## Document extract
╭──

As is true about every other matter, food is complicated by being caught up in systems. Many small decisions form patterns that shape real estate equity, the carbon crisis, population health and so much more.
For example: over ⅓ of vegetables in the U.S. and ¾ of the nuts and fruit in the U.S. are grown in California. This is a fun fact to bring up at parties. This fact becomes less fun when we contemplate that all this food has to be transported (and powered) by fossil fuels, several times, before it ends up on our plates. Because we take our stewardship responsibilities seriously, we need to steward our carbon footprint seriously. Our meals can be plain or extravagant, but in either case all of the ingredients that find their way into our cupboards are tied up in a carbon-powered transport system.
“Carbon-powered transport system” is quite stiff. It’s vague and faceless and impersonal. Thankfully, that makes one of the best solutions the exact opposite: specific and having a face and personal. So, know your growers. Meet the people growing food around you and buy from them directly.
Our meals are also caught up in the system of agribusiness. Agribusiness impacts who owns land, how growers are treated and compensated and what practices are used to grow plants. Agricultural land ownership is a big deal. As more small farms dissolve, fail or get sold, the large corporations gain power to abuse workers and the land. Mom and Pop farmers are becoming rarer and rarer. Human scale growers take care to ensure soil health and pay attention to detail on crops. This allows the growers to harvest crops at peak nutrient density.

╰──

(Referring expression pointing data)
╭──

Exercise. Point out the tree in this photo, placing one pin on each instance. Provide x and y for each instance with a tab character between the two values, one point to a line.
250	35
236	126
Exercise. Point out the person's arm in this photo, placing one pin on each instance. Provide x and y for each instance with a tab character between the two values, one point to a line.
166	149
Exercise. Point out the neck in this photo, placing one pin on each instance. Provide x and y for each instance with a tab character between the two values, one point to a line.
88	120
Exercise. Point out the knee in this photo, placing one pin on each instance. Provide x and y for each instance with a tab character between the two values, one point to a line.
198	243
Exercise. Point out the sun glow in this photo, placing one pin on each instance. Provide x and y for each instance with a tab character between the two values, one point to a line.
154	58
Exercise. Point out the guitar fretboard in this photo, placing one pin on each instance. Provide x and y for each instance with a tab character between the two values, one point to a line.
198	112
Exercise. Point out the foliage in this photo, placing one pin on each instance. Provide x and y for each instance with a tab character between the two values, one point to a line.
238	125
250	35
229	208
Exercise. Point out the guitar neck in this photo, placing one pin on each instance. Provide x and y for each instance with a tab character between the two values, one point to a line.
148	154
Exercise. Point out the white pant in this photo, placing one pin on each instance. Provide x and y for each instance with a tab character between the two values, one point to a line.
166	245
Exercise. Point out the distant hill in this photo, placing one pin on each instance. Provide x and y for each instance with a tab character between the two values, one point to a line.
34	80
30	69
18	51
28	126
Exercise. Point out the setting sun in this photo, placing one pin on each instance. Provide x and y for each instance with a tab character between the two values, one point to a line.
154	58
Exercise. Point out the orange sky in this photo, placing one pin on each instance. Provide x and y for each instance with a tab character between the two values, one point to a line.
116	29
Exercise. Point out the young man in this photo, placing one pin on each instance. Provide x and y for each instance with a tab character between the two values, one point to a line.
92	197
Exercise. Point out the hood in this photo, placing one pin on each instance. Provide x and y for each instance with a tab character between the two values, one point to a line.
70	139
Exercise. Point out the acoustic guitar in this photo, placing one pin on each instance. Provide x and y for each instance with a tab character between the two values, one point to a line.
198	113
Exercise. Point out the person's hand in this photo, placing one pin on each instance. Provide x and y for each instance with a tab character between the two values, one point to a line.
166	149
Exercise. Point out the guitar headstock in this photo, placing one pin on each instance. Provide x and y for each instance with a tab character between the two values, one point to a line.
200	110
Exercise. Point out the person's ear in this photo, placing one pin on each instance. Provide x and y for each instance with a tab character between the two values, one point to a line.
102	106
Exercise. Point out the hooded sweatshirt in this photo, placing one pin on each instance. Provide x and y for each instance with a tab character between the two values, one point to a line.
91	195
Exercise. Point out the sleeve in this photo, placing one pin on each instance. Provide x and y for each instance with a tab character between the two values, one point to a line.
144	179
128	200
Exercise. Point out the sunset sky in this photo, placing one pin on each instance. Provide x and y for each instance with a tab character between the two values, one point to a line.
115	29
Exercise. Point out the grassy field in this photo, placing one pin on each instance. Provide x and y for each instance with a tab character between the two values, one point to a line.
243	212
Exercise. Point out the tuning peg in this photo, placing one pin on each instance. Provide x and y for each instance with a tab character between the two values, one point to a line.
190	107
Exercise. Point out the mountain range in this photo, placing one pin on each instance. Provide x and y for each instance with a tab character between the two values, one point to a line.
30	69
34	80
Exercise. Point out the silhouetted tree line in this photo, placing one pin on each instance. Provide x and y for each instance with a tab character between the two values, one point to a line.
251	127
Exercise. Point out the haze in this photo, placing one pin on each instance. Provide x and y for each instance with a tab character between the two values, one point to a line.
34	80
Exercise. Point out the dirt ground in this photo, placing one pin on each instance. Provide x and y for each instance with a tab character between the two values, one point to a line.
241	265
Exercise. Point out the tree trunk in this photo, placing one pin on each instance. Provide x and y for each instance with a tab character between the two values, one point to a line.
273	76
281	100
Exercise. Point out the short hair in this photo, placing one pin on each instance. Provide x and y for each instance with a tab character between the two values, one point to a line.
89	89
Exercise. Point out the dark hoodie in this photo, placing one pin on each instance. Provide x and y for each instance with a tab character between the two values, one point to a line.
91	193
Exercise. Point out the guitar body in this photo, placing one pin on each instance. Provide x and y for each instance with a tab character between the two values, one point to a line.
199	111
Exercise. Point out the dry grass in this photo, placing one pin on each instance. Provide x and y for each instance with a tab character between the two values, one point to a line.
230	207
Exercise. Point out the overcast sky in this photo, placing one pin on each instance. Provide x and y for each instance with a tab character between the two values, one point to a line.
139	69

╰──
╭──

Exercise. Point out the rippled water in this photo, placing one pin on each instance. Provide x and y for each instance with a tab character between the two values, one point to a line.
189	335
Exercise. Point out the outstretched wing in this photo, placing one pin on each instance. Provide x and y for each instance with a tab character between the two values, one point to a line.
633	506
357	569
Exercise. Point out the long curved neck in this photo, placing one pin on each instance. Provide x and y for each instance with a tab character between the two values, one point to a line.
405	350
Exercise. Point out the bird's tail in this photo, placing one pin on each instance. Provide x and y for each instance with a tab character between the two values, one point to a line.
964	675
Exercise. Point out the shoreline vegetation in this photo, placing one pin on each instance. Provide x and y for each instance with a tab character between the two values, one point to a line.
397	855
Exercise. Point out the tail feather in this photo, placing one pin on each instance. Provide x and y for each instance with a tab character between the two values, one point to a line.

╰──
╭──

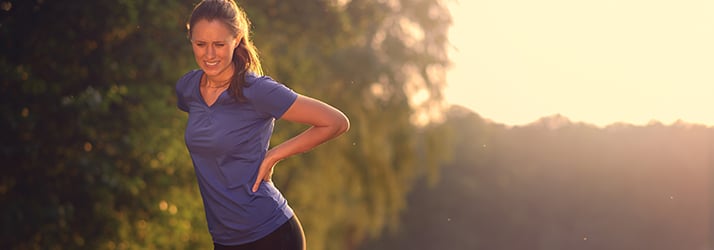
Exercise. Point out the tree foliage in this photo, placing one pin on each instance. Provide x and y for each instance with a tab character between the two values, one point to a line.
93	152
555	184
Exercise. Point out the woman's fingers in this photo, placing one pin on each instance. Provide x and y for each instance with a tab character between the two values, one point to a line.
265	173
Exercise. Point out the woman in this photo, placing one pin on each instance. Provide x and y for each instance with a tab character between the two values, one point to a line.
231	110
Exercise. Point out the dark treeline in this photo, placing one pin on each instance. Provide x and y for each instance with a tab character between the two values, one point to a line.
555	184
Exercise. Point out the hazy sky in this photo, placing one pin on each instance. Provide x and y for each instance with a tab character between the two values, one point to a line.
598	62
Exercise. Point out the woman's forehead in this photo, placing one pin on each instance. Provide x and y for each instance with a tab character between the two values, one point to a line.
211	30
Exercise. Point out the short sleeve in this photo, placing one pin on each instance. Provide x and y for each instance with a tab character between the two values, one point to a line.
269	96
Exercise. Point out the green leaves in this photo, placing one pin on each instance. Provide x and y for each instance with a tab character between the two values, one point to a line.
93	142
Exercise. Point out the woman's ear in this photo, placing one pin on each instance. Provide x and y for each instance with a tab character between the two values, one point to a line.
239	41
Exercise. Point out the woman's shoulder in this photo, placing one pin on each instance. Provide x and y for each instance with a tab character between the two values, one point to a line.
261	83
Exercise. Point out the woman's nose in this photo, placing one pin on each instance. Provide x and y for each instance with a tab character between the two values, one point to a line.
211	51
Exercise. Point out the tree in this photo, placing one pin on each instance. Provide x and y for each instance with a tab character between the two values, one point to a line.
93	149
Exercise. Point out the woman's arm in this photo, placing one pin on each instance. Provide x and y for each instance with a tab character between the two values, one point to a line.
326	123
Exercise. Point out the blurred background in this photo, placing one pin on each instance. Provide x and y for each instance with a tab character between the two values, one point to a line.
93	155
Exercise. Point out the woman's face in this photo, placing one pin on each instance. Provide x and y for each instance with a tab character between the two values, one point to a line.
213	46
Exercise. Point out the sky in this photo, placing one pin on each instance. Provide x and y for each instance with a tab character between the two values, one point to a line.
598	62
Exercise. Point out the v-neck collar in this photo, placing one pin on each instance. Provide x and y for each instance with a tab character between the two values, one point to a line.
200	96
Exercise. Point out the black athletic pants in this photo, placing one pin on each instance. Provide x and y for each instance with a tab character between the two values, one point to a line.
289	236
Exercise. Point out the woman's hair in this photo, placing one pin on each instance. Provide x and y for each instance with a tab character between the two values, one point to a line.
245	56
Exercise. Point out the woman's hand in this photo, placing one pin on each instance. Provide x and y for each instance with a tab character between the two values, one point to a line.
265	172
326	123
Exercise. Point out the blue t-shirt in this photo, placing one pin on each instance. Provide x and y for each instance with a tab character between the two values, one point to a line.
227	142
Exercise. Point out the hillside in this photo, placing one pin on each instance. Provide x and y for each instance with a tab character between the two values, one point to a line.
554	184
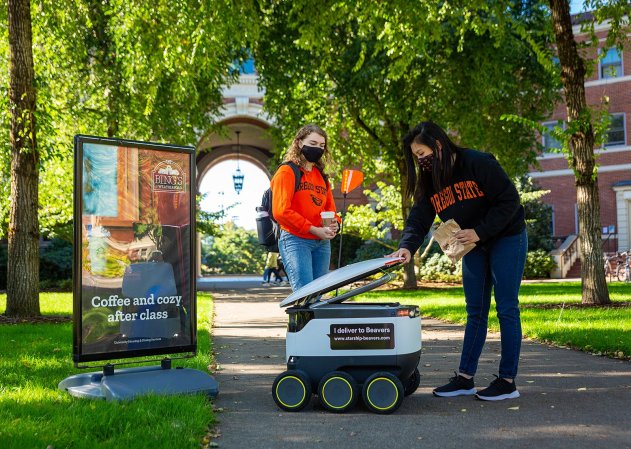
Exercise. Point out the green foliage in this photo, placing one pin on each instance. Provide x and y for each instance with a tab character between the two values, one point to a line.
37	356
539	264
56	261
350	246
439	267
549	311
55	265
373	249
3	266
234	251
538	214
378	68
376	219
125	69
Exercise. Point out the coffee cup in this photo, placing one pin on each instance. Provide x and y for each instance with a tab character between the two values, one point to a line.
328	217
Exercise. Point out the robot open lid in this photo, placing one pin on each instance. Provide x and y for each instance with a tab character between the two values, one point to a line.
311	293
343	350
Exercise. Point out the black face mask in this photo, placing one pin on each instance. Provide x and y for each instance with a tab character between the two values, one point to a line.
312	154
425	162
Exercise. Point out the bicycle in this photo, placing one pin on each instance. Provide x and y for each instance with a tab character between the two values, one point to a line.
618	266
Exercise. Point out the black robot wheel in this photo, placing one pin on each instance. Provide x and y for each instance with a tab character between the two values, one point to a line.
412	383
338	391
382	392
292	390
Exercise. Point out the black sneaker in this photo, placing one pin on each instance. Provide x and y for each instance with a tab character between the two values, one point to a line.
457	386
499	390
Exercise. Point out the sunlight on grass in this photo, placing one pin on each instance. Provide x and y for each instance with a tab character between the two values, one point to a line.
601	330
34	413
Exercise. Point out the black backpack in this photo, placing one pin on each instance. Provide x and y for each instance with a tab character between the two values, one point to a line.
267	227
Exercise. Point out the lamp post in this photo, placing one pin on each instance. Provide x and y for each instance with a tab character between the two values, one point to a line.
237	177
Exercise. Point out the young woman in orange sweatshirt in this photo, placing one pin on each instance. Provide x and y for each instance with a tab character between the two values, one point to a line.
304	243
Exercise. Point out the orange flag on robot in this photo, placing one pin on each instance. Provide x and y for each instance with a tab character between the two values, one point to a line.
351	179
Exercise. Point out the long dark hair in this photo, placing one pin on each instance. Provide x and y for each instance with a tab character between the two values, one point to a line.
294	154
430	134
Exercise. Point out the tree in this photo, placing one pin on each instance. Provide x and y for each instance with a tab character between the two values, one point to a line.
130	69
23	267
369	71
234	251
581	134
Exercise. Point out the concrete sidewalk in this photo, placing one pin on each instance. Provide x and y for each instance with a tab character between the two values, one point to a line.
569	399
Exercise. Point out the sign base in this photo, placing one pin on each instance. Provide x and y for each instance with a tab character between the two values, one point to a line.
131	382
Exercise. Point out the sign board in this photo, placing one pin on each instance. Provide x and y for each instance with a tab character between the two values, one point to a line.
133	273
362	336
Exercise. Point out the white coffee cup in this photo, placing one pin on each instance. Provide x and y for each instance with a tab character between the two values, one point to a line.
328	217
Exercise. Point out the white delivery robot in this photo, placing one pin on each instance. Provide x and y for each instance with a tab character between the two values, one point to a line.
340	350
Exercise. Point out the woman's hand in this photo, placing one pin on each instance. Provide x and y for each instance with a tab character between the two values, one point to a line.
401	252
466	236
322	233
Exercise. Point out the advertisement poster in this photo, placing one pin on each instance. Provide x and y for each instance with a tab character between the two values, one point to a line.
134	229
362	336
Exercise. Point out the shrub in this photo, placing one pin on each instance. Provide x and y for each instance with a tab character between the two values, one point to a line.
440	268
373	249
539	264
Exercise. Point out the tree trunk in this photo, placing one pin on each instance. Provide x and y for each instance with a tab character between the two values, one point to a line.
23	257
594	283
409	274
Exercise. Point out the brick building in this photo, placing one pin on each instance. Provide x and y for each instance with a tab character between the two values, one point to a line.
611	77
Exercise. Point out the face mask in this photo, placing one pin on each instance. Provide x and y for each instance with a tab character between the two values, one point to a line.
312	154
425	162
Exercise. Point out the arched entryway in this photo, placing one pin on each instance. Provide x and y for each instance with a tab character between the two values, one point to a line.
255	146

╰──

## Brief A
Answer these questions using the text on food systems:
(i) What share of the vegetables in the U.S. is grown in California?
(ii) What two things does the text tell readers to do about the people growing food around them?
(iii) According to the text, what do large corporations gain as more small farms dissolve, fail or get sold?
## Brief B
From the text on food systems, copy everything from "As is true about" down to "carbon-powered transport system." word for word.

## Worked solution A
(i) Over one-third.
(ii) Meet them and buy from them directly.
(iii) Power to abuse workers and the land.

## Worked solution B
As is true about every other matter, food is complicated by being caught up in systems. Many small decisions form patterns that shape real estate equity, the carbon crisis, population health and so much more.
For example: over ⅓ of vegetables in the U.S. and ¾ of the nuts and fruit in the U.S. are grown in California. This is a fun fact to bring up at parties. This fact becomes less fun when we contemplate that all this food has to be transported (and powered) by fossil fuels, several times, before it ends up on our plates. Because we take our stewardship responsibilities seriously, we need to steward our carbon footprint seriously. Our meals can be plain or extravagant, but in either case all of the ingredients that find their way into our cupboards are tied up in a carbon-powered transport system.